Return every entry in full, with no alterations.

Records excerpted from a collection:

=-=-=

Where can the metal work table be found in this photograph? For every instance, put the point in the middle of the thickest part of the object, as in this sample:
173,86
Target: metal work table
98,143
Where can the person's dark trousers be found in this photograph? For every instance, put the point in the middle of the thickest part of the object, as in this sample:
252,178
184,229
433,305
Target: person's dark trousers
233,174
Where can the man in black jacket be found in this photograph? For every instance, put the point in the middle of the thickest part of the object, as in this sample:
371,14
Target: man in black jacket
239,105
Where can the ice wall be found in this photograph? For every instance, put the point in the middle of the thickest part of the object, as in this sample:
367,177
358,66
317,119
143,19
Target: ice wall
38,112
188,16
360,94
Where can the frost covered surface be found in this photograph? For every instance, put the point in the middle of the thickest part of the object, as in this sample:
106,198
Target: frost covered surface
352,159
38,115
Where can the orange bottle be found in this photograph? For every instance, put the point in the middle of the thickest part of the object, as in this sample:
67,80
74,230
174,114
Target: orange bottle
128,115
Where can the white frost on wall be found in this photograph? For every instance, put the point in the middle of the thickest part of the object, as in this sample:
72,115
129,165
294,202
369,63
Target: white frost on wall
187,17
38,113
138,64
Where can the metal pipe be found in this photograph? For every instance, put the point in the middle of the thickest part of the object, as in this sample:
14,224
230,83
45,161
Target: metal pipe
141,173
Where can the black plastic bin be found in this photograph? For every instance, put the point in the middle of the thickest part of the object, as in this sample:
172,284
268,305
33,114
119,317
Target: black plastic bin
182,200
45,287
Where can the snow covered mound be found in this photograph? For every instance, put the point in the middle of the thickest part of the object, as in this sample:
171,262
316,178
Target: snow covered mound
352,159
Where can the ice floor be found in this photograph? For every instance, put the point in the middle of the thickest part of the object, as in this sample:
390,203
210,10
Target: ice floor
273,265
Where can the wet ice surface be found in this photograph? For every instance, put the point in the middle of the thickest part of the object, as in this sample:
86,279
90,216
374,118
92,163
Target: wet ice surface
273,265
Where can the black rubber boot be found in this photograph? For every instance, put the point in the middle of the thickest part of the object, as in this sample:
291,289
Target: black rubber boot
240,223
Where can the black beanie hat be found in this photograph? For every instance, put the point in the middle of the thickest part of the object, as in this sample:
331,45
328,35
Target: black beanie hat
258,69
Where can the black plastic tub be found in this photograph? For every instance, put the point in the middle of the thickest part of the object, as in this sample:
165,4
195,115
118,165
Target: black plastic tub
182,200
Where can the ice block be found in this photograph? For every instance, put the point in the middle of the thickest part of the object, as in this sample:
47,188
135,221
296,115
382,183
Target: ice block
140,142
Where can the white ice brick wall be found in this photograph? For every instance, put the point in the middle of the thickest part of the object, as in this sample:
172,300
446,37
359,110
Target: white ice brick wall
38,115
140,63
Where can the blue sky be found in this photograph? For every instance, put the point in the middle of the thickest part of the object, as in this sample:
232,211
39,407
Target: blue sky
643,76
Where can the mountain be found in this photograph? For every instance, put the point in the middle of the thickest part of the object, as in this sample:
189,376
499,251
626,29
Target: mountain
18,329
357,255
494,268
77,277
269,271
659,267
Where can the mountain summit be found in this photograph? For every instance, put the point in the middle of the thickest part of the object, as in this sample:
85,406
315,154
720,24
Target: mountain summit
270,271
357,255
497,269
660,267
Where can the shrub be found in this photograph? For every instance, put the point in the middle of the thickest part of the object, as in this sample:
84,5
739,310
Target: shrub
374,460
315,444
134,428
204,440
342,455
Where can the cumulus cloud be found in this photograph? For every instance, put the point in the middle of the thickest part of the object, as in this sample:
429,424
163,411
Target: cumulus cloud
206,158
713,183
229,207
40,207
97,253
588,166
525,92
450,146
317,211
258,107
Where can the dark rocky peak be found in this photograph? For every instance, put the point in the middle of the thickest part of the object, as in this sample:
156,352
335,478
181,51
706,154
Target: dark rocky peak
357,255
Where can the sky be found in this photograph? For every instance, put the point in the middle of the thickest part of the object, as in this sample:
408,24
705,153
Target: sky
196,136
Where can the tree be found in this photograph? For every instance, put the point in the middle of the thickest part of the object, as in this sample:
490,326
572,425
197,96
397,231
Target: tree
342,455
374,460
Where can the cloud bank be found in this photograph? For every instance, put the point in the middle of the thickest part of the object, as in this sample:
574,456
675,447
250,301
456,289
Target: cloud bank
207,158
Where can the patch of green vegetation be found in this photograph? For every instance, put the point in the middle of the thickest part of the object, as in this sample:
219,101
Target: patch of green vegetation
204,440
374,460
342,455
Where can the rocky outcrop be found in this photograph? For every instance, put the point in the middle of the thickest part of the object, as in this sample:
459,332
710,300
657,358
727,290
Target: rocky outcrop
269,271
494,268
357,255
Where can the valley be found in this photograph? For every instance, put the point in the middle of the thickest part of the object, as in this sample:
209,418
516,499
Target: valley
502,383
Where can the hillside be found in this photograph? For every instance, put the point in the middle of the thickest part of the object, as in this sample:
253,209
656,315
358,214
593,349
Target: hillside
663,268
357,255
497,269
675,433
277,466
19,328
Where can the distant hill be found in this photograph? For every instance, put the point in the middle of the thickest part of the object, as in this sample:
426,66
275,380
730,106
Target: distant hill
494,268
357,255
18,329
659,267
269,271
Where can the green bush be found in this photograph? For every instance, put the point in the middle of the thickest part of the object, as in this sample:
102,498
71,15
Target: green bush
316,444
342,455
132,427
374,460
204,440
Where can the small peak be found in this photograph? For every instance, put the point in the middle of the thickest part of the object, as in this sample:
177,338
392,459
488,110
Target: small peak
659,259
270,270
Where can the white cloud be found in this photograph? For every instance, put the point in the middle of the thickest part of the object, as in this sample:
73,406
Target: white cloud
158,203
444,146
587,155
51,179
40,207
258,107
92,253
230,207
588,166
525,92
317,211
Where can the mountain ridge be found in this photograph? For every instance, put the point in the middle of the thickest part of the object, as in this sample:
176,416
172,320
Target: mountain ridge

=-=-=

Output below:
Where can the metal work table be found in this photograph? For every instance, put the point in the middle of the thickest part of the object, as in this sample:
173,86
Target: metal work table
98,143
Where can the person's dark trousers be found in this photograph? For every instance, put the point in the middle of the thickest part of the object, as in this sample:
252,178
184,229
433,305
Target: person's dark trousers
233,174
Where can the man in black jacket be found in this photograph? For every instance, put the point in the middle of the thickest part of the object, as in this sample:
371,14
Target: man in black jacket
239,105
Where can the ice wall be found in this photograph? For every instance, put the point in the middle of the thickest part of the object, as in this sample:
367,177
358,66
317,119
143,19
Target: ice wall
38,112
188,16
360,94
Where can the frost covered surface be found in this photograph? For every instance, put the point in the middle of the thickest part of the object, as in this sample:
106,198
Target: frost covered surface
352,159
38,115
Where can the orange bottle be found in this photograph? For every instance, put the point in the middle of the thickest part of the object, as in this sample:
67,80
74,230
174,114
Target: orange bottle
128,115
Where can the white frost on wall be found in this photograph? For every instance, put the point in the middle of the thickest part of the object, as in this sample:
72,115
129,165
294,202
369,63
Target: white frost on wall
187,17
38,113
138,64
Where can the metal pipe be found in this photograph? For every instance, put the point in the middle of the thickest part of the object, as in this sample:
14,224
230,83
45,161
Target: metal pipe
141,173
Where can the black plastic bin be found in this photograph? For every instance, put the point in the middle of the thickest part of the object, as in this sample:
172,284
268,305
33,114
119,317
Target: black plastic bin
182,200
45,287
Where can the snow covered mound be found in this photograph? For every instance, put the point in the middle of the thickest part of the object, as in this sample:
171,262
316,178
Target: snow covered mound
352,159
Where can the ice floor be found in this photograph? For every instance, put the point in the middle of the thickest part of the object, as in this sample:
390,203
210,10
Target: ice floor
273,265
Where can the wet ice surface be found in this photograph? For every instance, put the point in the middle of the thickest part of the object, as in this sample:
86,279
90,216
374,118
92,163
Target: wet ice surface
273,265
Where can the black rubber boot be found in this photograph? For every instance, put the point in the middle of the thickest part of the object, as in this sample:
291,289
Target: black rubber boot
240,223
Where can the black beanie hat be found in this photograph? For every instance, put the point in the middle of the thickest part of the object, as in this sample:
331,45
328,35
Target: black beanie hat
258,69
Where can the black plastic tub be found in this photograph? For every instance, put the point in the middle of the thickest part of the object, as in this sample:
165,4
195,115
118,165
Target: black plastic tub
182,200
Where can the ice block be found in this photograph? For every instance, put the point in the middle of the thickest part of the object, as in this sample:
47,188
135,221
296,115
382,183
Target: ice block
140,142
Where can the white ice brick wall be found in this photograph? For every instance, put the point in the middle of the thickest part of the object, as in this sample:
172,300
446,37
359,110
Target: white ice brick wall
38,115
140,63
Where can the blue sky be found in this photograph? For every instance, put the point in the middle of the thickest part of the object, as in this sample:
232,211
39,407
Target: blue sky
643,76
Where can the mountain be found in this photograph? For every instance, put the point in the middle of the thickest part of the object, as in this sample:
189,376
499,251
626,29
Target: mountain
18,329
357,255
494,268
77,277
269,271
659,267
Where can the mountain summit be found in this photograph? For every instance, put the point in the middle of the thickest part of the object, as in this sample:
85,406
315,154
720,24
Target: mountain summit
270,271
357,255
497,269
660,267
Where can the shrub be found in this photograph? For every instance, put the point in the middle of the thickest part of the object, as in this sample:
84,5
739,310
Target: shrub
374,460
315,444
134,428
204,440
342,455
Where can the cumulus cloud be found in this photograph? For every instance, put the point in the middle of the thickest part of the object, as in this sample:
429,424
163,411
Target: cumulus cloud
206,158
713,183
229,207
40,207
97,253
588,166
525,92
450,146
317,211
258,107
Where can the dark rocky peak be found in this photograph? For every instance, put the point in the middle of the thickest part of the object, as in this sample:
156,352
335,478
181,51
706,154
Target: dark rocky peak
357,255
Where can the sky be found in this photograph? For every instance, put the point in the middle of the thickest part of the object, as in this sample:
408,24
705,153
Target: sky
196,136
Where can the tree be found in this photograph? For every instance, put the point in the middle of the thickest part of the object, as in this sample:
490,326
572,425
197,96
397,231
Target: tree
342,455
374,460
Where can the cloud bank be found in this photograph? For every instance, put the point in the middle of the thickest part of the object, as in this sample:
574,456
675,447
250,301
456,289
Target: cloud bank
207,158
Where can the patch of green vegetation be found in this photograph? For every instance, put the point in the middle of the thickest part of the object, as in this sample:
219,101
Target: patch of green vegetation
204,440
374,460
342,455
Where can the rocky outcrop be found in this photograph? For every instance, put the point in the middle of the thickest part of the object, as in this sample:
459,332
710,300
657,358
727,290
Target: rocky outcrop
269,271
494,268
357,255
Where can the valley be found in this photograph? For every instance, put the point in the middle of the thickest part of the object, as in this sample:
209,418
516,499
Target: valley
502,383
Where can the hillside be found in this photograph? For every instance, put the point in the middle of the thickest part of the object, as in this sample:
253,209
656,315
358,214
593,349
Target: hillside
663,268
357,255
497,269
675,433
277,466
19,328
Where can the distant hill be found in this photograph? For every instance, put the point in the middle of the thickest part of the object, as in this sample:
426,66
275,380
730,106
Target: distant hill
494,268
357,255
18,329
659,267
269,271
Where can the green bush be found in this photograph? For every instance, put the point in the middle of the thickest part of the object, as in this sample:
102,498
71,15
Target: green bush
316,444
342,455
132,427
374,460
204,440
Where can the small peak be found in this photograph? For every instance, put the point in the middle of the thickest part of the object, as in this sample:
177,338
392,459
488,110
Target: small peak
659,259
270,270
Where can the white cloud be found in this photograph? For every instance, put the point in the middle of the thickest part of the object, as in this sample:
73,406
Target: white cloud
158,203
444,146
587,155
51,179
40,207
258,107
92,253
230,207
588,166
525,92
317,211
Where can the mountain ridge be found in this photograph? For every instance, put the point in the middle of the thickest part of the object, as in this sample:
176,416
172,320
Target: mountain ridge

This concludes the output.